* WHAT YOU HAVE TO DO:
Each line of the data below should be repeated exactly.

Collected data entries
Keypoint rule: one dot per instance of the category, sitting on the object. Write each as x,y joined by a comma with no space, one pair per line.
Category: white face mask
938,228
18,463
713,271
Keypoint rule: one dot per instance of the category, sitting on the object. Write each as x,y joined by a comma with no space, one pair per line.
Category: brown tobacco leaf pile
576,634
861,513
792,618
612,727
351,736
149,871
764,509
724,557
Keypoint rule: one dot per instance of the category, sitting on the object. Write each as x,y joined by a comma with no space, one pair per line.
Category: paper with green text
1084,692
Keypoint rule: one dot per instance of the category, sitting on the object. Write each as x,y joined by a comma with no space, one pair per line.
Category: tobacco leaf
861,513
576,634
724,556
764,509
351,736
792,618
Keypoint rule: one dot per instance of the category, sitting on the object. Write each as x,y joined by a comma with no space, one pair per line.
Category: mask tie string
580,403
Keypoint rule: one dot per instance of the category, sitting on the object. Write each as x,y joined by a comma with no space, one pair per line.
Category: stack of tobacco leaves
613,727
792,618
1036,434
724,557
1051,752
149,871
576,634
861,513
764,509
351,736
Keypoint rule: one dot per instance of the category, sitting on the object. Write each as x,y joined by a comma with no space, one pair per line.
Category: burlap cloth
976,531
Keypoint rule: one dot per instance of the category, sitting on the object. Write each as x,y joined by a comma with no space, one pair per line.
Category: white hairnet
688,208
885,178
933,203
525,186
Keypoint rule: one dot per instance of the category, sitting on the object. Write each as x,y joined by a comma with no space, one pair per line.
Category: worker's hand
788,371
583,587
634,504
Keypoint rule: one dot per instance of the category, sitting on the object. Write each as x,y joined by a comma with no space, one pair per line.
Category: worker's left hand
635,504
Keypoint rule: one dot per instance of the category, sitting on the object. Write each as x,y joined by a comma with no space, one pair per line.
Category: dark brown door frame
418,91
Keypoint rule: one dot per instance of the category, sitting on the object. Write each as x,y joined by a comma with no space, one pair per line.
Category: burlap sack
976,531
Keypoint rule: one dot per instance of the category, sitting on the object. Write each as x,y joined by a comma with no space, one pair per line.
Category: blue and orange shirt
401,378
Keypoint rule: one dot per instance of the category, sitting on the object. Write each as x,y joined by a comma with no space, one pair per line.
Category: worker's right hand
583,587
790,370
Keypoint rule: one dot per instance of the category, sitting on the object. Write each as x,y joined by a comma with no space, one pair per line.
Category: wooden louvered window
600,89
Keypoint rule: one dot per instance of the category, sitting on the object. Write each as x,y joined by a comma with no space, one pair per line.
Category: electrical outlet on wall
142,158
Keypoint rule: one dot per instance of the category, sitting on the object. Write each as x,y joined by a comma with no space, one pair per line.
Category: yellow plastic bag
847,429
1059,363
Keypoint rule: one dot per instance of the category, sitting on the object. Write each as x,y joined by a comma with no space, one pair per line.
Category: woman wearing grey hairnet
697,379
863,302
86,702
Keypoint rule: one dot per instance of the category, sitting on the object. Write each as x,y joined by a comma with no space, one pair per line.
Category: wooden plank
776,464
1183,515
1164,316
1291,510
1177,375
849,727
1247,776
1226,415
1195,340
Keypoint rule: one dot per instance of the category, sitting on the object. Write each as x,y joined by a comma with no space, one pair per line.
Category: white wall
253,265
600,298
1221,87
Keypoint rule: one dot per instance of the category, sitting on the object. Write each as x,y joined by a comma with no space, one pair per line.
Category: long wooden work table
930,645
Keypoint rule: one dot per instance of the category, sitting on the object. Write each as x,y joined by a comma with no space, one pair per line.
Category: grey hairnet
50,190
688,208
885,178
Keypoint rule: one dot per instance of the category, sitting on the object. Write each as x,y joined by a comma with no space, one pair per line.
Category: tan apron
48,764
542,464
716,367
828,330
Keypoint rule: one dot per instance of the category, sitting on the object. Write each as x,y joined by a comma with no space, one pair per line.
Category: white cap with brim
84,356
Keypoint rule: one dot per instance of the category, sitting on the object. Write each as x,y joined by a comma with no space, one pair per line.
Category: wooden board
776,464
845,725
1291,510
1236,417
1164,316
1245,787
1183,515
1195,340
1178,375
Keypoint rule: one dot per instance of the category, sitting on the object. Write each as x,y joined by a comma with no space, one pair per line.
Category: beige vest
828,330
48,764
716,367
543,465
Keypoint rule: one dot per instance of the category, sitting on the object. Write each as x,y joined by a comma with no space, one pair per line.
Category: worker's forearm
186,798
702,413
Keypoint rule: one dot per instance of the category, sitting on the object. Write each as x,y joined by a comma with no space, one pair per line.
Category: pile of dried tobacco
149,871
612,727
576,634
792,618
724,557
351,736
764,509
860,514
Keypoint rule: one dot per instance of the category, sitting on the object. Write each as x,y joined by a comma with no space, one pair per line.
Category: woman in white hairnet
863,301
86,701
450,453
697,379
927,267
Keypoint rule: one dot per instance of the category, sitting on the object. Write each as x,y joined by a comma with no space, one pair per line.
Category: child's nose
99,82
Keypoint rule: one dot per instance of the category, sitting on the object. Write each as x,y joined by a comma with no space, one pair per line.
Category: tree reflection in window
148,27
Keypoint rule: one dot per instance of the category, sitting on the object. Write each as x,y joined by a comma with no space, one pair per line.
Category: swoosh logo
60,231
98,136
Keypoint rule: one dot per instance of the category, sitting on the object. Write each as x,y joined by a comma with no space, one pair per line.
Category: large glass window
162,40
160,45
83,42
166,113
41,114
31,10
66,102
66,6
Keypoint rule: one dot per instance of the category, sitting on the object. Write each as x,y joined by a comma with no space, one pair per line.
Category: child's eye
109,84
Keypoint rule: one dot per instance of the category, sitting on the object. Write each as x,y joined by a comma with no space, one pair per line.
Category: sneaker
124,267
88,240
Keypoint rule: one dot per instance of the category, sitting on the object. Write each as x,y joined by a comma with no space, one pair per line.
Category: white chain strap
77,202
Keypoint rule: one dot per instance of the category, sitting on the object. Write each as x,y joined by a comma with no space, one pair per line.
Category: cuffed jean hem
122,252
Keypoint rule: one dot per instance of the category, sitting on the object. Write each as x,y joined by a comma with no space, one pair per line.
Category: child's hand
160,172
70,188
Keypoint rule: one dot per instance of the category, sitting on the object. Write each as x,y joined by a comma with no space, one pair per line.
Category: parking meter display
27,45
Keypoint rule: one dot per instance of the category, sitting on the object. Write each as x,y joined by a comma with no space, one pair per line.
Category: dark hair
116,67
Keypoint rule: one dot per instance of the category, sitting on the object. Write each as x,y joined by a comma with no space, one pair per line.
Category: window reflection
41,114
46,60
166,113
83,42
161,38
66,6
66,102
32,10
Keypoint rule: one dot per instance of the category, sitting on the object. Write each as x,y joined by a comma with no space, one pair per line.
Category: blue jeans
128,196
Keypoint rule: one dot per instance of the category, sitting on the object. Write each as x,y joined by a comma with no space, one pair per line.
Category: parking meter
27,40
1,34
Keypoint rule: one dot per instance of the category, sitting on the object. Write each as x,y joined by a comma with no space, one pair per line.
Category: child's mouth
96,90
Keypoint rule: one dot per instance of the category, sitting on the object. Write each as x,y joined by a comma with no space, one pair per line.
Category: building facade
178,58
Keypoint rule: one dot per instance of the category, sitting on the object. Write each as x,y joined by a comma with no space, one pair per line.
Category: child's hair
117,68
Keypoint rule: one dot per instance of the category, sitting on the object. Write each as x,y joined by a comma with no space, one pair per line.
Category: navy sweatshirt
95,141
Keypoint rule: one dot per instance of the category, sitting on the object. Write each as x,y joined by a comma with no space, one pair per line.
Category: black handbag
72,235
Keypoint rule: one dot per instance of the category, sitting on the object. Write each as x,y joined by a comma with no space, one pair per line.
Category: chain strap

* THE ANSWER:
Keypoint rule: one dot per instance of the category, sitting on the object. Write each as x,y joined by a comma with no space, one pair per line.
Category: white face mask
938,228
18,463
713,271
Keypoint rule: one dot per instance of the category, sitting on the object. Write each as x,y joined by a comma with no space, one pair per line.
Category: brown tobacco leaf pile
576,634
861,513
792,618
612,727
351,736
149,871
764,509
724,557
Keypoint rule: one dot per instance of the category, sitting on the object. Write each as x,y joined by a comma with no space, one pair per line.
Category: paper with green text
1084,692
Keypoint rule: one dot per instance of the category, sitting on the object. Write each as x,y joined by a comma with no space, one pair per line.
Category: tobacco leaf
861,513
576,634
724,556
764,509
351,736
792,618
Keypoint rule: one dot per instance of the category, sitting on the object. Write each as x,y joined by a comma with no space, one pair per line.
Category: mask tie string
580,403
Keypoint rule: one dot per instance of the category, sitting on the object. Write each as x,y joined by a comma with no space, one pair per line.
Category: stack of tobacco leaves
613,727
792,618
1036,434
724,557
1051,752
149,871
576,634
861,513
764,509
351,736
Keypoint rule: one dot per instance of the category, sitting on the object. Write each as x,y joined by a comma with no space, one pair per line.
Category: burlap cloth
976,531
Keypoint rule: one dot per instance of the category, sitting on the object. Write each as x,y joined by a comma with no space, one pair per line.
Category: white hairnet
688,208
885,178
933,203
525,186
Keypoint rule: one dot per instance of the category, sitting on the object. Write each as x,y joined by a comma with no space, one pair per line.
Category: worker's hand
788,371
583,587
634,504
Keypoint rule: one dot per instance of the category, sitting on the object. Write each as x,y joined by a comma with no space, one pair per line.
Category: worker's left hand
635,504
Keypoint rule: one dot per instance of the category, sitting on the object. Write each as x,y joined by a comma with no space, one pair per line.
Category: dark brown door frame
418,91
Keypoint rule: one dot per instance of the category, sitting on the object. Write each as x,y joined by a comma with no space, one pair per line.
Category: burlap sack
976,531
Keypoint rule: one dot per instance of the category, sitting on the object. Write each as x,y joined by a comma with no space, one pair per line.
Category: blue and orange shirt
401,378
Keypoint rule: one dot per instance of the category, sitting on the object. Write each as x,y joined by a comma with no space, one pair per line.
Category: worker's right hand
583,587
790,370
Keypoint rule: one dot per instance of the category, sitting on the object. Write each as x,y joined by a comma with no space, one pair per line.
Category: wooden louvered window
600,89
Keypoint rule: one dot per instance of the category, sitting on the object. Write each as x,y joined by a comma with no space, one pair per line.
Category: electrical outlet on wall
142,158
Keypoint rule: one dot per instance of the category, sitting on the object. Write each as x,y joined by a comma with no space, one pair per line.
Category: yellow plastic bag
847,429
1059,363
Keypoint rule: one dot per instance of the category, sitting on the object. Write each as x,y joined by a comma with no space, one pair per line.
Category: woman wearing grey hairnet
697,379
863,302
86,702
Keypoint rule: one dot per instance of the category, sitting on the object. Write each as x,y joined by a comma with no space, one pair per line.
Category: wooden plank
776,464
1183,515
1164,316
1291,510
1177,375
849,727
1247,776
1226,415
1195,340
Keypoint rule: one dot per instance of the category, sitting on the object. Write each as x,y joined by a comma with no space, one pair per line.
Category: white wall
253,265
600,298
1221,87
Keypoint rule: one dot per instance of the category, sitting on the object. Write each as x,y joined by a comma with no space, one pair per line.
Category: long wooden work table
930,645
Keypoint rule: one dot per instance of the category, sitting on the object. Write each as x,y joined by a comma with no space, one pair per line.
Category: grey hairnet
50,190
688,208
885,178
Keypoint rule: one dot per instance of the category, sitting on the object. Write each as x,y joined by a comma with no space, one pair per line.
Category: tan apron
48,764
542,464
716,367
828,330
Keypoint rule: one dot per instance of the category, sitting on the object. Write each as x,y joined by a comma with no space, one pair per line.
Category: white cap with brim
84,356
Keypoint rule: one dot per instance of the category, sitting on the object. Write each as x,y joined by a comma with no space, one pair per line.
Category: wooden board
776,464
845,725
1291,510
1236,417
1164,316
1245,787
1183,515
1195,340
1178,375
Keypoint rule: one dot per instance of the category, sitting on the object. Write each as x,y joined by a comma with no space, one pair per line.
Category: beige vest
828,330
48,764
716,367
543,465
Keypoint rule: one dot per instance of the category, sitting on the object. Write each as x,y joined by a comma with no space, one pair per line.
Category: worker's forearm
186,798
702,413
Keypoint rule: one dot per instance of the category, sitting on the object. Write each as x,y joined by a comma with no space, one pair per line.
Category: pile of dried tobacco
149,871
612,727
576,634
792,618
724,557
351,736
764,509
860,514
Keypoint rule: one dot per instance of the category, sitting on the object. Write each as x,y joined by a comma with no space, one pair per line.
Category: woman in white hairnet
863,301
86,701
450,453
697,379
927,267
Keypoint rule: one dot per instance of the category, sitting on the object. Write each as x,y joined by a comma with no space, one pair per line.
Category: child's nose
99,82
Keypoint rule: one dot per instance of the category, sitting on the object. Write each as x,y joined by a comma with no space, one pair per line.
Category: tree reflection in window
148,27
Keypoint rule: one dot per instance of the category, sitting on the object. Write each as x,y joined by a comma with no space, one pair per line.
Category: swoosh logo
60,231
98,136
Keypoint rule: one dot per instance of the category, sitting on the object. Write each as x,y joined by a comma with no space, one pair per line.
Category: large glass window
162,40
160,45
83,42
166,113
41,114
31,10
66,102
66,6
Keypoint rule: one dot per instance of the category, sitting on the object. Write each as x,y joined by a comma with no space, one pair per line.
Category: child's eye
109,84
Keypoint rule: one dot per instance of the category, sitting on the object. Write each as x,y joined by a comma with no space, one pair per line.
Category: sneaker
124,267
88,240
Keypoint rule: one dot per instance of the category, sitting on the object. Write each as x,y joined by a comma with no space, one pair per line.
Category: white chain strap
77,202
Keypoint rule: one dot per instance of the category, sitting on the object. Write each as x,y joined by a comma with no space, one pair per line.
Category: cuffed jean hem
122,252
Keypoint rule: one dot per instance of the category, sitting on the object. Write each as x,y joined by a comma with no space, one pair per line.
Category: child's hand
160,172
70,188
Keypoint rule: one dot per instance of the category, sitting on the object. Write each as x,y joined by a comma with no space, one pair per line.
Category: parking meter display
27,45
Keypoint rule: one dot per instance of the category, sitting on the object. Write each as x,y joined by a comma with no space, one pair per line.
Category: dark hair
116,67
Keypoint rule: one dot per instance of the category, sitting on the object. Write each as x,y joined by a comma with no space, one pair per line.
Category: window reflection
41,114
46,60
166,113
83,42
161,38
66,6
66,102
32,10
Keypoint rule: one dot per instance of the category, sitting on the object. Write each as x,y joined by a comma with no space, one pair per line.
Category: blue jeans
128,196
Keypoint rule: one dot per instance of the category, sitting on the object. Write each as x,y joined by a comma with no space, one pair per line.
Category: parking meter
27,40
1,34
Keypoint rule: one dot per instance of the category, sitting on the object. Write each as x,y joined by a comma with no space, one pair per line.
Category: child's mouth
96,90
Keypoint rule: one dot per instance of the category, sitting on the object. Write each as x,y joined by a comma with no space, one pair per line.
Category: building facade
178,58
Keypoint rule: one dot per instance of the category, sitting on the object. Write each as x,y joined by a comma with no space, one pair per line.
Category: child's hair
117,68
Keypoint rule: one dot per instance of the category, sitting on the object. Write each as x,y joined by a comma with no space, one pair per line.
Category: navy sweatshirt
95,141
Keypoint rule: one dot per instance of the category, sitting on the object. Write each as x,y joined by a comma with no space, one pair per line.
Category: black handbag
72,235
Keypoint rule: one dot per instance of the category, sitting on the object. Write each as x,y joined by a comma with no space, one pair per line.
Category: chain strap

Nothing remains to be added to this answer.